* Requirement: For this listing, the lines between the one holding "Target: white mug" and the one holding "Can you find the teal", inclusive, must be set down exactly.

* Dataset excerpts:
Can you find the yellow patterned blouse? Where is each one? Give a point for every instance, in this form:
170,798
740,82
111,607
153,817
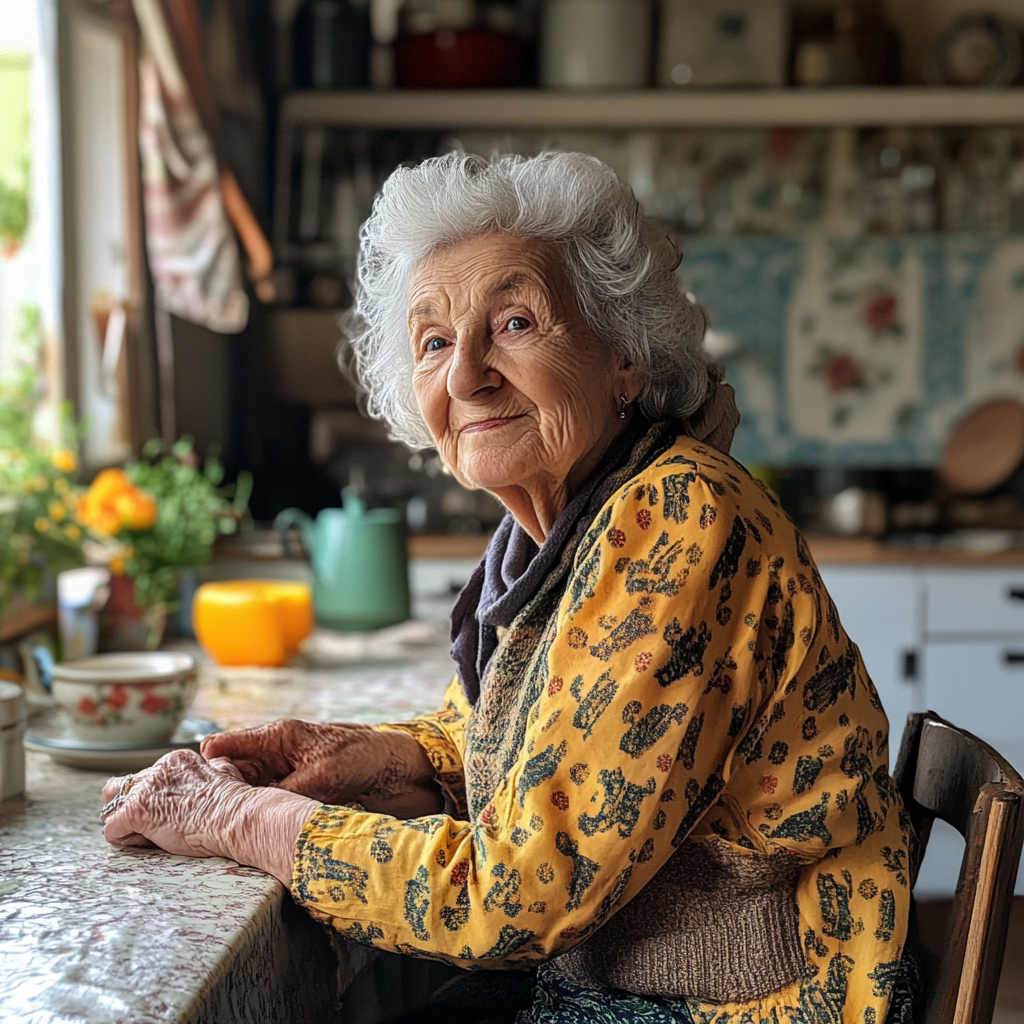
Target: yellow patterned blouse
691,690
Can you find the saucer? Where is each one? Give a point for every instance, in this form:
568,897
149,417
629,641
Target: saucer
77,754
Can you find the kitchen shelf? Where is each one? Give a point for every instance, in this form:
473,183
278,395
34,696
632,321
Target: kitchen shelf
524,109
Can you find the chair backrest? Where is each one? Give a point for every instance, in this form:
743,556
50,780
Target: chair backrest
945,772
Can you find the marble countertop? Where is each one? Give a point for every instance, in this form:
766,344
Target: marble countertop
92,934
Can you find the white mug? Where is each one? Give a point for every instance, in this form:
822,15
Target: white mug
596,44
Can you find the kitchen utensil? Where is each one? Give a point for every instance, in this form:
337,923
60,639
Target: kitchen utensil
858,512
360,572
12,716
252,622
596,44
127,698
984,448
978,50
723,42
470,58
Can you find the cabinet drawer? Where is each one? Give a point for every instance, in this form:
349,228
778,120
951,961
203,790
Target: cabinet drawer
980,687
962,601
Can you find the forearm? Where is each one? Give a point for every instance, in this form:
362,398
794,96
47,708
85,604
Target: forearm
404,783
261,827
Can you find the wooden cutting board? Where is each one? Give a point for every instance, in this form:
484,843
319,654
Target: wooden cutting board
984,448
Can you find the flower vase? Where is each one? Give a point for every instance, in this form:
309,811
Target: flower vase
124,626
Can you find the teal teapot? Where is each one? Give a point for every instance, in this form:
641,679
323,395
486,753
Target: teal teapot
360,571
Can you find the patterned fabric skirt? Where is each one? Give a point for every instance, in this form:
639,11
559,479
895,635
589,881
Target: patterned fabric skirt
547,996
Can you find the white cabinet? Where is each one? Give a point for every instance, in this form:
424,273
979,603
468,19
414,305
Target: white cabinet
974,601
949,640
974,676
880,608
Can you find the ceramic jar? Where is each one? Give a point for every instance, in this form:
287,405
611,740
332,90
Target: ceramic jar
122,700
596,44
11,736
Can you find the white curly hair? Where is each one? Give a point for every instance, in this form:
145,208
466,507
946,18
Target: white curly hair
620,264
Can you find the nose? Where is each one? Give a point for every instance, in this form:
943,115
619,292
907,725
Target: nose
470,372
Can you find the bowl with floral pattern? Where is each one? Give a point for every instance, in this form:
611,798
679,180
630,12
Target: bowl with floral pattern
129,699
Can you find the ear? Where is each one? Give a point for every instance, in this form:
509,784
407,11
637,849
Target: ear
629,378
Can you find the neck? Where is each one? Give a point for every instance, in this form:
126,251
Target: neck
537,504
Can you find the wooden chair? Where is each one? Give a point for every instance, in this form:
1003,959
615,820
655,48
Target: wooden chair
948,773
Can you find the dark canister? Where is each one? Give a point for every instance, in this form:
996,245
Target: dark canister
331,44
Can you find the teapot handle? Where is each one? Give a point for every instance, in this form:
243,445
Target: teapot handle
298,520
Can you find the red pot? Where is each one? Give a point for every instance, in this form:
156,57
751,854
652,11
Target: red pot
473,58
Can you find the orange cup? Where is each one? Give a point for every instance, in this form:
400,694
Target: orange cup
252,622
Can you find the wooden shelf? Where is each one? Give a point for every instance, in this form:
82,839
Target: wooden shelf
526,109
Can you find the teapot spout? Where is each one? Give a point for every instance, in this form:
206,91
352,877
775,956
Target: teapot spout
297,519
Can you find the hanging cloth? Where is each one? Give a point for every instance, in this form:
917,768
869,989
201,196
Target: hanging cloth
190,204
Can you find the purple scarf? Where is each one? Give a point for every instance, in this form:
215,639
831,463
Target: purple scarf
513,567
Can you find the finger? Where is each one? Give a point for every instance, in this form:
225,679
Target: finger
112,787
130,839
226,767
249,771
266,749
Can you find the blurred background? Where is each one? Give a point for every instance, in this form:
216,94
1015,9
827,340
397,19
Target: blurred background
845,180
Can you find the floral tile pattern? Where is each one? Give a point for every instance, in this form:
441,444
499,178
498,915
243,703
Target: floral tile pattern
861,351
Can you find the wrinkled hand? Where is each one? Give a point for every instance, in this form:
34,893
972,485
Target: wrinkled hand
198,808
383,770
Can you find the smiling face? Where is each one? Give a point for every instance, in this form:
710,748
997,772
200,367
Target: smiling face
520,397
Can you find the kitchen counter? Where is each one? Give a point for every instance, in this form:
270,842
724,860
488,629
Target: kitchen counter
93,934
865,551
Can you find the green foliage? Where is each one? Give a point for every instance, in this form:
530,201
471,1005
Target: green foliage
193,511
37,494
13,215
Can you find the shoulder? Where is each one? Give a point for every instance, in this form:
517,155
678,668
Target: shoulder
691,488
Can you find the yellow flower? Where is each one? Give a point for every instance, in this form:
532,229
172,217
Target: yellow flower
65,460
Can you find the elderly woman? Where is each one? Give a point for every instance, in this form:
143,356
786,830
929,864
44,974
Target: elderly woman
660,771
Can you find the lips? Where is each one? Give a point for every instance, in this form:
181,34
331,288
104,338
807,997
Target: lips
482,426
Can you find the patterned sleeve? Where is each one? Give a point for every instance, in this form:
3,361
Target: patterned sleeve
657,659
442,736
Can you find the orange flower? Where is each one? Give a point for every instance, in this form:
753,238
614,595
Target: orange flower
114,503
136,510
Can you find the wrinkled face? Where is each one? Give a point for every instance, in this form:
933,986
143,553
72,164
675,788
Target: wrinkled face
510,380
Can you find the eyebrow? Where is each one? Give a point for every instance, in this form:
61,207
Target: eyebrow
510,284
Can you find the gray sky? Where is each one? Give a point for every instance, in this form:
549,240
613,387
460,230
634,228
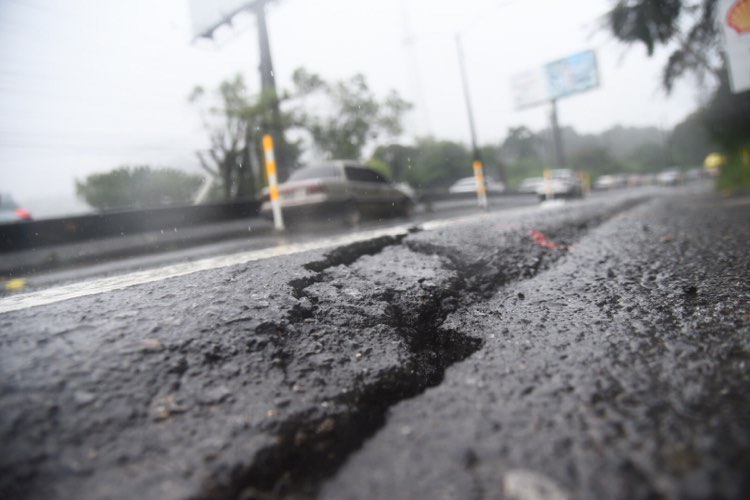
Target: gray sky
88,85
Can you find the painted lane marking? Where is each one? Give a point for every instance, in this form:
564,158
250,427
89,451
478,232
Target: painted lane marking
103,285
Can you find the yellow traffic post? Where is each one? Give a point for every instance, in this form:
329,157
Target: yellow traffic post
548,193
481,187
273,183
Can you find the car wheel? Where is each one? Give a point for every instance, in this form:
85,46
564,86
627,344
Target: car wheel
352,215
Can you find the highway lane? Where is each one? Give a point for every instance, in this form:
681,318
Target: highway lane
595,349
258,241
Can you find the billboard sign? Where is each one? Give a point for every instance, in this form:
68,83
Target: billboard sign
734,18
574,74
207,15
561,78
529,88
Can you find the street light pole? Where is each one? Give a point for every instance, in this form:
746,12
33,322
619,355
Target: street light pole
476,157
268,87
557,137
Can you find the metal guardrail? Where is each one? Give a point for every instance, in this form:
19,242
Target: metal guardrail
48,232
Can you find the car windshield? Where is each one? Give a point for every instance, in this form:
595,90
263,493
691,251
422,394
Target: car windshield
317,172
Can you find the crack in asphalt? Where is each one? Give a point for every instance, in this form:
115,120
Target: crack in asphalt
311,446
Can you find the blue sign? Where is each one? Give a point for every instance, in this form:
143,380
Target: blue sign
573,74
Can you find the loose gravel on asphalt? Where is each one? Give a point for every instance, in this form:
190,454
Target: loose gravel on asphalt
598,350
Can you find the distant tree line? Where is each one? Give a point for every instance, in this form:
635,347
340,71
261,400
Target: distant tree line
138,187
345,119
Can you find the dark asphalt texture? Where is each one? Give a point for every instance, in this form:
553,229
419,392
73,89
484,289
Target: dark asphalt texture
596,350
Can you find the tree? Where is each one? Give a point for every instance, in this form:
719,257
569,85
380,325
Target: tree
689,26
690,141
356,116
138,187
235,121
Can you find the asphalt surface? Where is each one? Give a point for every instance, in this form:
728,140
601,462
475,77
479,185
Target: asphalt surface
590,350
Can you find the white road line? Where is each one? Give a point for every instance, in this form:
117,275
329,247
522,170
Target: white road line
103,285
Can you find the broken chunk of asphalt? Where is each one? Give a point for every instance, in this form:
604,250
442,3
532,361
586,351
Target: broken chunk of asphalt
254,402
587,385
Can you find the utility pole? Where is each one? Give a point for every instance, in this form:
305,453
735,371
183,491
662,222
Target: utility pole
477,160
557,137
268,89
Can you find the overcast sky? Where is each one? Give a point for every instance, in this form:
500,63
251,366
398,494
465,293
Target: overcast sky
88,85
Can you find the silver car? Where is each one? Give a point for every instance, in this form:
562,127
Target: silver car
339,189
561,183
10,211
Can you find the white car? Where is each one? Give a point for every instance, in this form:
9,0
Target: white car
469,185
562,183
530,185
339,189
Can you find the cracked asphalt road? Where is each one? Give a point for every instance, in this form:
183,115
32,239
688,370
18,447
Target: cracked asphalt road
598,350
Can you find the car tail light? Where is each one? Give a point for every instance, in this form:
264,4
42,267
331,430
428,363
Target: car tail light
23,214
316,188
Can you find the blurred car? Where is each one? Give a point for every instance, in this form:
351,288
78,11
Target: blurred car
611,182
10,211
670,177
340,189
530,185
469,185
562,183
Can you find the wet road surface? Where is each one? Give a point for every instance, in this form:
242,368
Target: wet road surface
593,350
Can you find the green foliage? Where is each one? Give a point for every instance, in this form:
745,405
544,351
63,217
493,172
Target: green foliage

* Written response:
Target: white mug
596,44
Can you find the kitchen utensil? Where is each one? Give a point for every instance, in this form:
337,923
60,639
Target: kitchen utensil
858,512
360,572
12,716
252,622
596,44
127,698
984,448
978,50
723,42
470,58
Can you find the cabinet drawer? Where is each one? Give a point for every instance, in this form:
349,228
778,120
951,961
203,790
Target: cabinet drawer
980,687
962,601
Can you find the forearm? Where is each one? Give a point for every instance, in this form:
362,398
794,96
47,708
85,604
Target: forearm
404,783
261,827
Can you find the wooden cutting board? Where is each one? Give a point for every instance, in this form:
484,843
319,654
Target: wooden cutting board
984,448
Can you find the flower vase? Where is each one? Give a point for every instance, in this form:
309,811
Target: flower vase
124,626
Can you find the teal teapot? Where is each one? Give a point for every instance, in this form:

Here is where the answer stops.